=== Exercise goal ===
Once the pictures are set aside, transcribe the remaining data exactly.

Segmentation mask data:
>>>>

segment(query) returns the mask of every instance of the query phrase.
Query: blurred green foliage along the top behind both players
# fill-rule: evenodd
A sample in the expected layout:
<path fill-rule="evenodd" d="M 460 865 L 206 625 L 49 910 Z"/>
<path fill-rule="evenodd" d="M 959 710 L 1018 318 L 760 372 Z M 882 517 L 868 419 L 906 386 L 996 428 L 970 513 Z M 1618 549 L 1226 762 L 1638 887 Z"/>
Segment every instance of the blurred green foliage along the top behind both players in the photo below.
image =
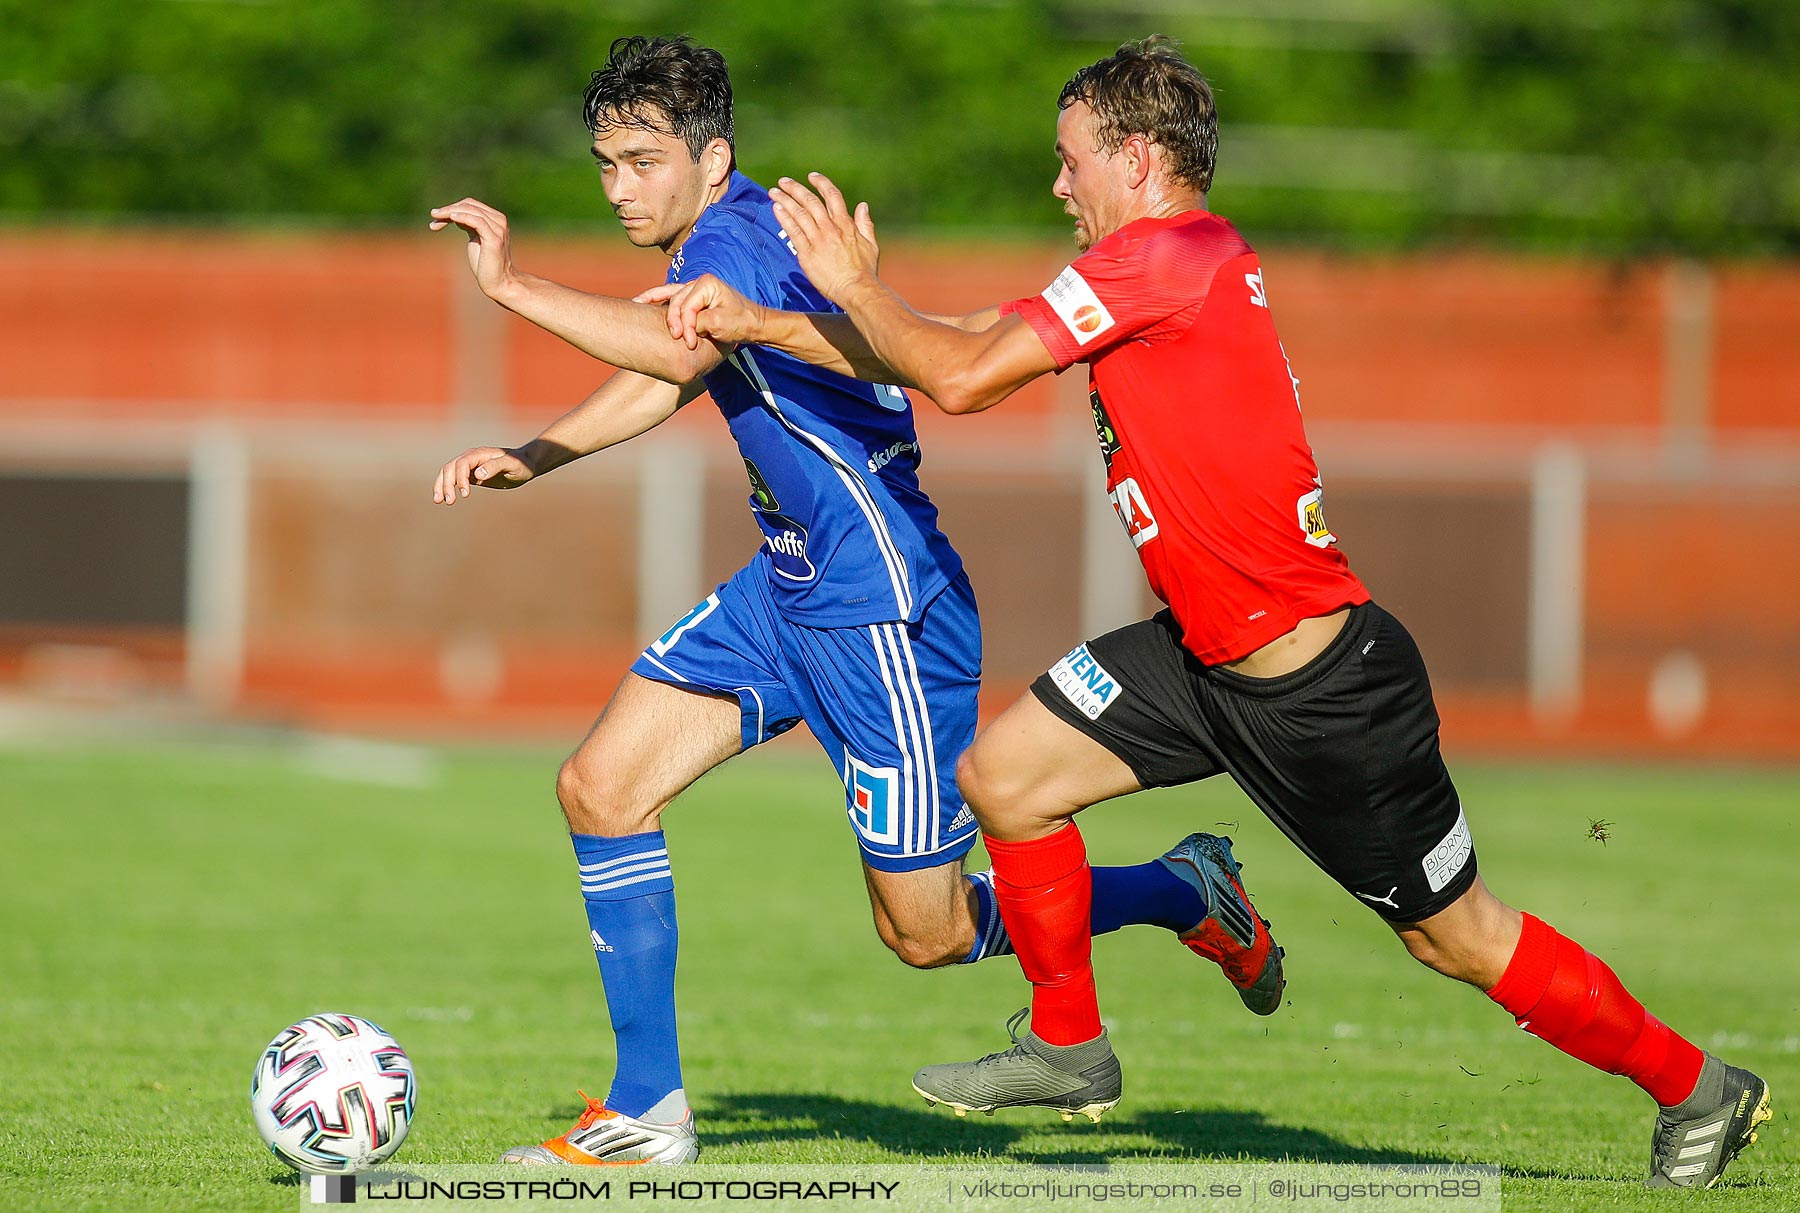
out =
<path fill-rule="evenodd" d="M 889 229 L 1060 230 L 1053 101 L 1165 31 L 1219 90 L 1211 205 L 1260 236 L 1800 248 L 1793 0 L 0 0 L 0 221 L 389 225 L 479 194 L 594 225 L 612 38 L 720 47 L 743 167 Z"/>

<<<<

=== Answer space ===
segment(query) returns the mask of every instance of the query phrase.
Query: blurred green foliage along the top behind both players
# fill-rule: evenodd
A sample in the expected layout:
<path fill-rule="evenodd" d="M 460 865 L 206 625 L 49 910 Z"/>
<path fill-rule="evenodd" d="M 959 710 L 1018 318 L 760 372 Z M 882 517 L 868 419 L 906 386 L 996 428 L 970 513 Z M 1618 549 L 1226 762 L 1638 887 Z"/>
Segment every instance of the blurred green foliage along the top behind both players in the photo below.
image =
out =
<path fill-rule="evenodd" d="M 889 229 L 1060 230 L 1053 101 L 1165 31 L 1219 90 L 1211 205 L 1260 236 L 1800 248 L 1793 0 L 0 0 L 0 221 L 389 225 L 479 194 L 594 225 L 612 38 L 720 47 L 743 167 Z"/>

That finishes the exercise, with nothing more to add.